=== MATERIALS PROVIDED ===

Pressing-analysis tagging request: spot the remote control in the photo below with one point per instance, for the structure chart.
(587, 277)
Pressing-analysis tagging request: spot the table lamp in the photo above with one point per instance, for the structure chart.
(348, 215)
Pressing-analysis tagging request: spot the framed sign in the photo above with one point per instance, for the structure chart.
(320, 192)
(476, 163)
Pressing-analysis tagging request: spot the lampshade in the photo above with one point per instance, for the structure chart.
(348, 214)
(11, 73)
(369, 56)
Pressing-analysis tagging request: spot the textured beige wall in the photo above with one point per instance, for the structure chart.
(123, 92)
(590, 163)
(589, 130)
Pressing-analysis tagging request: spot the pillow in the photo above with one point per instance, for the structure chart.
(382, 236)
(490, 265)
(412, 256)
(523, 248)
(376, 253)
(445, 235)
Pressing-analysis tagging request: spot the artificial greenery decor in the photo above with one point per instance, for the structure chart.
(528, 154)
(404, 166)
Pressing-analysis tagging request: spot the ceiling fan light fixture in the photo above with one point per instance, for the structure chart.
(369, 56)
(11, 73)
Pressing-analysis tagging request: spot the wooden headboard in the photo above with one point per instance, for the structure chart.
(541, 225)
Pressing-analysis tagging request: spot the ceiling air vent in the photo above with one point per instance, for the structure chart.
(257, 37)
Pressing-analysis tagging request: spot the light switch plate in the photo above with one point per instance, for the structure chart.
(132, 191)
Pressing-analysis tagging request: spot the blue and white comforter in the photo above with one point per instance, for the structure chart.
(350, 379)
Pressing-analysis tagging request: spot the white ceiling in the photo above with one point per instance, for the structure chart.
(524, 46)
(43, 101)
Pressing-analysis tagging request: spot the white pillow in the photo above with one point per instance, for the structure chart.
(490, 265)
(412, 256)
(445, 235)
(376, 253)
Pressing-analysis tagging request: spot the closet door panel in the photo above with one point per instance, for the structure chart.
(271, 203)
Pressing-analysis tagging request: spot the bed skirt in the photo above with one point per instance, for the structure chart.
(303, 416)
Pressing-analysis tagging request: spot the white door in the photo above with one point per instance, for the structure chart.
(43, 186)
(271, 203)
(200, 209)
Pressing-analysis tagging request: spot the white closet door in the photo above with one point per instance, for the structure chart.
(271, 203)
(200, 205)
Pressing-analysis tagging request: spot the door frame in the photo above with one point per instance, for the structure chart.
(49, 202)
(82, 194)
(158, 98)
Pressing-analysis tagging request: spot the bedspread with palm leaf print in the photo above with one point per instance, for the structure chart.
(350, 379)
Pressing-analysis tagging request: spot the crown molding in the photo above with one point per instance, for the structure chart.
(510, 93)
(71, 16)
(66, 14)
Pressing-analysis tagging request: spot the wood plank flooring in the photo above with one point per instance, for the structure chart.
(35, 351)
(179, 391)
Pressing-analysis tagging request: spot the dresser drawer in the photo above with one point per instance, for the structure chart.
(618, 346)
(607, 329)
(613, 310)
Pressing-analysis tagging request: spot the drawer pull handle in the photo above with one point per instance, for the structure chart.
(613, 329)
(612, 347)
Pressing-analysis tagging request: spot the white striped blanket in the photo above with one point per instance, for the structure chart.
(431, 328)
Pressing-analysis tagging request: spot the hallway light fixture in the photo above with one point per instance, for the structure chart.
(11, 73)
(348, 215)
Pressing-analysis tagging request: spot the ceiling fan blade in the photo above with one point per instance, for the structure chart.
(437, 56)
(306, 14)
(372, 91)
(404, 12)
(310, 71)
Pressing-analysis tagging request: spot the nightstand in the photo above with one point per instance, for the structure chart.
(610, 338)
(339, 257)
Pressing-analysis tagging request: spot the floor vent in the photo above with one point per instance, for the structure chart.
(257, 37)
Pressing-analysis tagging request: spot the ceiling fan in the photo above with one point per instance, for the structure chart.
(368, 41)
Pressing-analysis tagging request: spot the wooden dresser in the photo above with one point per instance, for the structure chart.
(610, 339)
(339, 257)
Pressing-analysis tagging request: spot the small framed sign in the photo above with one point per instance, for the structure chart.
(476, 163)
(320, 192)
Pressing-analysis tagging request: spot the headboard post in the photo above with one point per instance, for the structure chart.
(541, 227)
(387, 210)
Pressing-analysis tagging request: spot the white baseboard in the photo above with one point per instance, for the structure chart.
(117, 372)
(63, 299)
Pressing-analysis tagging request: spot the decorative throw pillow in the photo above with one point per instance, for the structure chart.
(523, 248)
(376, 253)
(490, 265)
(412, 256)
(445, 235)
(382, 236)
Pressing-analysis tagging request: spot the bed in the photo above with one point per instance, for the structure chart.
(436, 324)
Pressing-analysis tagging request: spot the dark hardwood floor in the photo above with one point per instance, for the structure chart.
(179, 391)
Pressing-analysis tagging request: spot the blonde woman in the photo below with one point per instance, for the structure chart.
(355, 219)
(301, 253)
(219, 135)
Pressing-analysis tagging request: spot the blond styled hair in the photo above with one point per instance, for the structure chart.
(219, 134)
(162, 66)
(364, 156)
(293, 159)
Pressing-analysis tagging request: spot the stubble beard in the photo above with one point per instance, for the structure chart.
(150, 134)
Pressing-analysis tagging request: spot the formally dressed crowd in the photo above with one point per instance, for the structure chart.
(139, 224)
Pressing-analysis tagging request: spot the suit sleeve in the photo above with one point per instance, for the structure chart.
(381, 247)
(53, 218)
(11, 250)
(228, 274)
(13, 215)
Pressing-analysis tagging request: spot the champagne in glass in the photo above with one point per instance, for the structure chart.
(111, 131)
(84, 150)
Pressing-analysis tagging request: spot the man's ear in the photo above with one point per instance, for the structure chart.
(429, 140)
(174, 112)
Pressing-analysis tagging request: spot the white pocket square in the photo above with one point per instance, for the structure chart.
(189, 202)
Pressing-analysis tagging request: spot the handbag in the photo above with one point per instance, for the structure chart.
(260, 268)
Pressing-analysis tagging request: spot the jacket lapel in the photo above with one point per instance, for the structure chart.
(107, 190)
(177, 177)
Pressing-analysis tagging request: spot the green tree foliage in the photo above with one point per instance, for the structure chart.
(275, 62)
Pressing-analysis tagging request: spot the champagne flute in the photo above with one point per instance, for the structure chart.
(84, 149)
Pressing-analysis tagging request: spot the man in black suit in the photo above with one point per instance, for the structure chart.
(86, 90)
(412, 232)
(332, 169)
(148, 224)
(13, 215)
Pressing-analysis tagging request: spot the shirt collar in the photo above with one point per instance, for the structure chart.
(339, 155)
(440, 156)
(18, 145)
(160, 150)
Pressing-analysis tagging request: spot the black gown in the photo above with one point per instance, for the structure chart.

===

▶ EXERCISE
Return the entries in full, keeping every line exactly as it is.

▶ RIGHT ANSWER
Pressing-analysis tagging request: spot the remote control in the photo below with one point per instance, for the structure chart.
(587, 277)
Pressing-analysis tagging request: spot the table lamp in the photo above with one point per instance, for the structure chart.
(348, 215)
Pressing-analysis tagging request: spot the framed sign in the photo above with one point per instance, for the structure chart.
(320, 192)
(476, 163)
Pressing-analysis tagging request: spot the lampshade in the photo above with one point per instance, for the structure chart.
(348, 214)
(11, 73)
(369, 56)
Pressing-analysis tagging request: spot the textured beige wall in the photo above with one point per instance, for the structure chart.
(123, 92)
(590, 163)
(589, 130)
Pressing-analysis tagging request: spot the pillow in the photo above with one point per instance, for the structure chart.
(382, 236)
(490, 265)
(412, 256)
(523, 248)
(376, 253)
(445, 235)
Pressing-analysis tagging request: spot the artificial greenery decor in the photo above with one point per instance, for the structure chart.
(528, 154)
(404, 166)
Pressing-analysis tagging request: spot the ceiling fan light fixture in the photo above with one point per instance, for the structure chart.
(369, 56)
(11, 73)
Pressing-analysis tagging request: spot the wooden headboard in the photo above with one point per instance, for the structure chart.
(541, 225)
Pressing-analysis tagging request: spot the ceiling air vent in the photo above with one point per instance, for the structure chart.
(257, 37)
Pressing-analysis tagging request: spot the light switch plate in the photo above with one point per instance, for the structure chart.
(132, 191)
Pressing-analysis tagging request: spot the blue and white comforter in the photo above with one point per instance, for the structure chart.
(350, 379)
Pressing-analysis tagging request: spot the white ceiling in the photo above with one point per instance, for the structure chart.
(524, 46)
(43, 101)
Pressing-analysis tagging request: spot the white pillow in the photo above with one point per instance, for the structure chart.
(490, 265)
(412, 256)
(445, 235)
(376, 253)
Pressing-analysis tagging request: spot the closet door panel in the photo above with one point per instance, for the structure chart.
(271, 203)
Pressing-analysis tagging request: spot the bed skirt in the photo above with one point per instance, for the structure chart.
(303, 416)
Pressing-analysis tagging request: spot the white door in the photo above with one point per instance, for the structure chart.
(43, 186)
(271, 203)
(200, 209)
Pressing-analysis tagging request: spot the white closet door in the photo above with one point per instance, for the structure chart.
(271, 203)
(200, 205)
Pressing-analysis tagging request: spot the door frame in the photo above with one point per instance, for the structure chart.
(49, 202)
(82, 194)
(158, 98)
Pressing-analysis tagging request: spot the bedspread with palm leaf print in the photo above with one point per instance, for the structure chart.
(350, 379)
Pressing-analysis tagging request: spot the crown molding in the photo above with one point per instance, for the structure chart.
(510, 93)
(71, 16)
(66, 14)
Pressing-analysis tagging request: spot the wood plank flooring in the photo above with one point per instance, for the structure chart.
(35, 351)
(179, 391)
Pressing-analysis tagging request: spot the dresser drawer in the photo above with one point per instance, for the structure chart.
(618, 346)
(607, 329)
(613, 310)
Pressing-analysis tagging request: spot the drawer pull handle in the photo above with one point per instance, for the structure chart.
(613, 329)
(612, 347)
Pressing-analysis tagging request: spot the white striped blanket in the photo above with one point per instance, for the structure chart.
(431, 328)
Pressing-analysis tagging request: spot the hallway light fixture in the photo above with one point per instance, for the structure chart.
(11, 73)
(348, 215)
Pressing-analysis tagging request: spot the ceiling fan blade in the photo above with one point per instance, for the structure chart.
(437, 56)
(306, 14)
(372, 91)
(404, 12)
(310, 71)
Pressing-analysis tagging request: spot the nightstand in the photo above with one point per instance, for the structure chart.
(610, 338)
(339, 257)
Pressing-analysis tagging request: spot the floor vent in the photo above with one point per instance, for the structure chart.
(257, 37)
Pressing-analysis tagging request: spot the ceiling fan in the photo above with one point per instance, for the structure chart.
(368, 41)
Pressing-analysis tagging request: spot the wooden dresser in the photo above with one point per instance, for the structure chart.
(610, 339)
(339, 257)
Pressing-analysis tagging request: spot the small framed sign in the photo above with one point per instance, for the structure chart.
(476, 163)
(320, 192)
Pressing-analysis tagging request: spot the headboard post in the photo above with one point per instance, for the structure chart.
(541, 227)
(387, 210)
Pressing-analysis tagging request: spot the white baseboard in the photo above with one point per instance, for the structure chart.
(117, 372)
(63, 299)
Pressing-analysis tagging request: spot the decorative throw pillow in the photo above with one point per instance, for the structure chart.
(523, 248)
(376, 253)
(490, 265)
(412, 256)
(445, 235)
(382, 236)
Pressing-analysis tagging request: spot the bed in the photo above with one point per instance, for the structure chart.
(436, 324)
Pressing-analysis tagging request: spot the dark hardwood floor in the photo above with one point per instance, for the structure chart.
(179, 391)
Pressing-analysis tagging request: spot the blonde woman in the photo below with one point per instance, for the structure chart.
(355, 219)
(301, 253)
(219, 135)
Pressing-analysis tagging request: spot the blond styled hair in the photo above with one point per instance, for the structure chart.
(219, 134)
(162, 66)
(364, 156)
(293, 159)
Pressing-analysis tagging request: spot the stubble beard in the photo above with one point per instance, for the structure chart.
(150, 134)
Pressing-analysis tagging request: spot the formally dressed crowd in the photo above with one point per instance, for the structure chart.
(139, 224)
Pressing-analysis tagging request: spot the suit sleeve in the photo above with one point per instance, for the structure chart.
(381, 247)
(53, 218)
(11, 250)
(228, 274)
(13, 215)
Pressing-analysis tagging request: spot the champagne in glass in the photo above with one point per instance, for the structure chart.
(111, 131)
(84, 150)
Pressing-analysis tagging request: spot the man's ear in the photo above with one point per instance, for the structure chart.
(429, 140)
(174, 112)
Pressing-analysis tagging request: spot the white pocket square in the photo above with one point per instance, for the structure chart.
(189, 202)
Pressing-analysis tagging request: spot the handbag in the photo above with one point per instance, for the structure chart.
(260, 268)
Pressing-analysis tagging request: spot the jacket lapel in the photo above with one point per instance, for the structure chart.
(107, 190)
(177, 177)
Pressing-analysis tagging request: spot the green tree foliage in the photo above with one point per instance, for the structure chart.
(275, 62)
Pressing-analysis tagging request: spot the champagne flute in the photo above with one point per instance, for the structure chart.
(84, 149)
Pressing-analysis tagging request: spot the man in black suit in the photo above with one point per instance, for the structure chart.
(86, 90)
(412, 232)
(332, 169)
(148, 224)
(13, 215)
Pressing-analysis tagging request: spot the shirt collar in the photo above with one point per instance, for the structure chart.
(339, 155)
(440, 156)
(18, 145)
(160, 150)
Pressing-analysis tagging request: spot the black gown in the photo above with one point per instance, for the structure chart.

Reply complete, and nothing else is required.